**MATERIAL SUPPLIED**
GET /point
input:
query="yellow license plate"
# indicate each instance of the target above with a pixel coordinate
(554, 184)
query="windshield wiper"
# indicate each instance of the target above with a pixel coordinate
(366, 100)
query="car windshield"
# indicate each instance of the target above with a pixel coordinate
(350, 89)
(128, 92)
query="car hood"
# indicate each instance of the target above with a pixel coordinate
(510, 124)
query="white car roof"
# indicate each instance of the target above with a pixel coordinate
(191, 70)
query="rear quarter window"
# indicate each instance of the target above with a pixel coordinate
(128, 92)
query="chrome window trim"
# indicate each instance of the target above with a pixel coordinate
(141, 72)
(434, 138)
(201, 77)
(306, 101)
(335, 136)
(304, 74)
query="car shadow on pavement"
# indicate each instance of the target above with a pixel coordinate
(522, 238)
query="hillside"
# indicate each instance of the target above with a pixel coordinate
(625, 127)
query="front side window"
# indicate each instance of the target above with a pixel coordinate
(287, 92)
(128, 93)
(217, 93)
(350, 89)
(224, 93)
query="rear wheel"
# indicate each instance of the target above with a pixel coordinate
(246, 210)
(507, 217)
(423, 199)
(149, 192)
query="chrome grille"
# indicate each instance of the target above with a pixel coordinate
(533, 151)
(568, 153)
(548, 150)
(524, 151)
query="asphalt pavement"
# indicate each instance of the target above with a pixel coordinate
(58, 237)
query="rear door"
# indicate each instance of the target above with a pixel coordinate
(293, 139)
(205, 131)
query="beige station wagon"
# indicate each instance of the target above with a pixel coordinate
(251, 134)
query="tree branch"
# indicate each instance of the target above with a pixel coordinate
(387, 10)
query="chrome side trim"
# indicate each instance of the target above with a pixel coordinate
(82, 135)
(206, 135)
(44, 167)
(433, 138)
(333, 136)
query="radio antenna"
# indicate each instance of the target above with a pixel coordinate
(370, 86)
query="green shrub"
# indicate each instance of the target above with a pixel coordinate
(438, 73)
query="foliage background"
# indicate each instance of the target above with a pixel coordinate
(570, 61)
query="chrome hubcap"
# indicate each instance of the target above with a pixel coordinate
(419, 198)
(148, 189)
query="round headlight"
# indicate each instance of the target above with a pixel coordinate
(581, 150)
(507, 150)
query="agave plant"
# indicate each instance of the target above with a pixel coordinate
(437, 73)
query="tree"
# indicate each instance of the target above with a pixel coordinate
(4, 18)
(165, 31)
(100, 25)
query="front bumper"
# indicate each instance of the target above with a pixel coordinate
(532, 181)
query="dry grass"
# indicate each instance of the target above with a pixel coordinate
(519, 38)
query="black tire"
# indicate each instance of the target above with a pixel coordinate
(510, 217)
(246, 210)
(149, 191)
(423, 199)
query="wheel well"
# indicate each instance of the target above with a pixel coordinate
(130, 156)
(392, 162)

**DIRECTIONS FOR THIS TASK**
Each entry should be reproduced in the output exactly.

**ANSWER FOR THIS EXERCISE**
GET /point
input:
query="yellow license plate"
# indicate each instance of the target above with a pixel coordinate
(554, 184)
query="windshield wiper"
# indicate each instance of the target above with a pixel coordinate
(366, 100)
query="car windshield"
# indicate each instance of the target above with a pixel coordinate
(350, 89)
(128, 92)
query="car hood"
# indicate each instance of the target above with a pixel coordinate
(510, 124)
query="white car roof"
# indicate each instance of the target above with a pixel coordinate
(191, 70)
query="rear quarter window"
# indicate each instance of the target above with a pixel coordinate
(128, 92)
query="chrome window trim"
# indicate each instance of the target above with a pixel coordinate
(141, 72)
(434, 138)
(201, 77)
(306, 101)
(335, 136)
(304, 74)
query="car shadow on pavement"
# indicate each instance of the target above with a pixel coordinate
(522, 238)
query="hillside"
# indicate each instance of the target above with a pixel coordinate
(625, 127)
query="front side window"
# indicate each instance of the target above with a pixel coordinate
(287, 92)
(128, 93)
(217, 93)
(350, 89)
(224, 93)
query="rear wheel"
# indicate each instance of the target above with a pixel coordinate
(246, 210)
(507, 217)
(423, 199)
(149, 192)
query="chrome grille"
# indicate each instance of the target above with a pixel coordinate
(533, 151)
(568, 153)
(548, 150)
(524, 151)
query="asphalt pavement"
# indicate each instance of the target above with a pixel coordinate
(58, 237)
query="rear door"
# indicate each instance of the target above with a pixel coordinate
(293, 139)
(205, 131)
query="beige station wagon"
# indicate each instance of the target above with a pixel coordinate
(251, 134)
query="tree branch"
# indicate each instance of the target above with a pixel coordinate
(387, 10)
query="chrome side trim"
# indicate each instance of the target above with a pixel coordinate
(82, 135)
(206, 135)
(44, 167)
(433, 138)
(333, 136)
query="radio antenna"
# indicate each instance of the target above with a pixel coordinate
(370, 86)
query="green shrub"
# indicate each instance of the target above with a pixel coordinate
(438, 73)
query="foliage background"
# indicate each instance of the target above with a pixel coordinate
(570, 61)
query="chrome hubcap"
# indicate each instance of the target above with a pixel coordinate
(419, 198)
(148, 189)
query="round headlight"
# indicate each instance of the target above with a pixel coordinate
(581, 150)
(507, 150)
query="agave plant"
# indicate each instance of the target above with a pixel coordinate
(437, 73)
query="tree"
# indicate each instance of the target above with a pixel coordinate
(4, 18)
(165, 31)
(100, 25)
query="front bumper"
# indicate each instance of the target above with a pixel coordinate
(532, 181)
query="dry grass"
# indicate each instance of the target above with a pixel coordinate
(519, 38)
query="black tire"
# indicate each instance of the target above with a pixel coordinate
(510, 217)
(246, 210)
(149, 191)
(423, 199)
query="wheel well"
# indicate each instance of the target above with a pixel coordinate
(130, 156)
(392, 162)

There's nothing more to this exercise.